[Photo labels with boxes]
•••

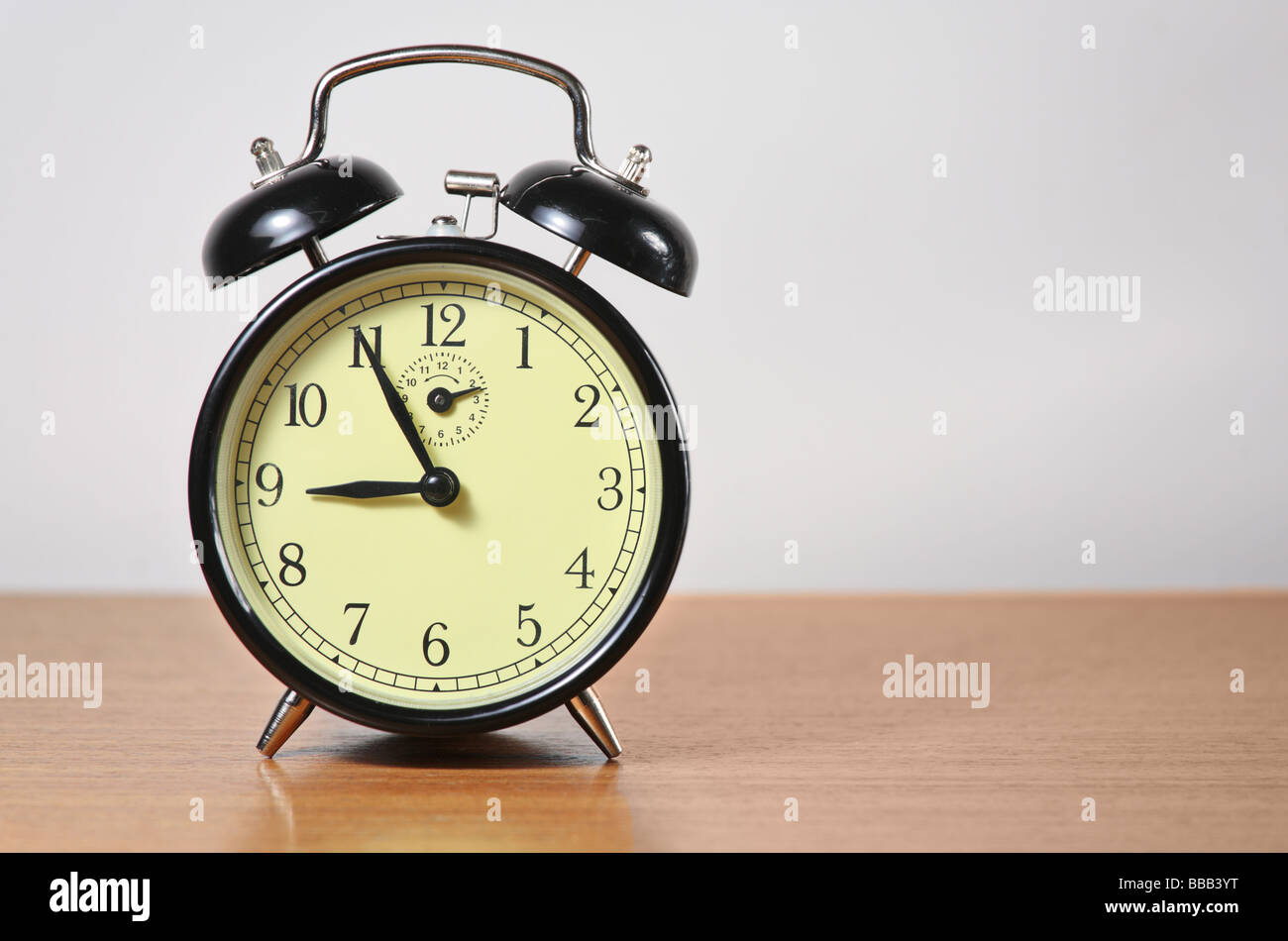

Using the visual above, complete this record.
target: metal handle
[250,47,648,193]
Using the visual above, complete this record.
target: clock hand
[425,386,484,413]
[305,468,461,506]
[305,480,421,499]
[353,330,434,473]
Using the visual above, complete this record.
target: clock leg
[568,686,622,758]
[258,690,313,758]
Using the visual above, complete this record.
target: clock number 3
[596,468,622,512]
[421,620,452,667]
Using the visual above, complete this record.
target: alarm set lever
[443,170,501,241]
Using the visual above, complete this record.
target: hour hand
[305,480,421,499]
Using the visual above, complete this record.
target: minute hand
[353,330,434,473]
[305,480,421,499]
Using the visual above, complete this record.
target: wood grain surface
[0,593,1288,851]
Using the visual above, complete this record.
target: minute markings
[235,275,643,691]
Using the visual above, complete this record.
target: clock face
[198,243,683,713]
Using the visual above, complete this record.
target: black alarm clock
[188,47,697,757]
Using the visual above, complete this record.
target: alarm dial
[215,262,662,710]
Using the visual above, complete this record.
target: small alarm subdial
[394,352,489,448]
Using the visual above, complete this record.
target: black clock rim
[188,238,690,736]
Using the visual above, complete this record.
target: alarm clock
[188,45,697,758]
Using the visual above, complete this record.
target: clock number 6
[518,605,541,648]
[421,620,452,667]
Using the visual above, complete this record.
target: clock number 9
[421,620,451,667]
[255,464,282,506]
[518,605,541,648]
[596,468,623,512]
[277,542,309,588]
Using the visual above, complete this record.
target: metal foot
[257,690,313,758]
[568,686,622,758]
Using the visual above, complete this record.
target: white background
[0,0,1288,591]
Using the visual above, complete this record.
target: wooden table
[0,593,1288,851]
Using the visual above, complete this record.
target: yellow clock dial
[215,262,662,710]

•••

■ What the task requires
List each line in the items above that contains the word "minute".

■ Exercise response
target: minute hand
target: minute markings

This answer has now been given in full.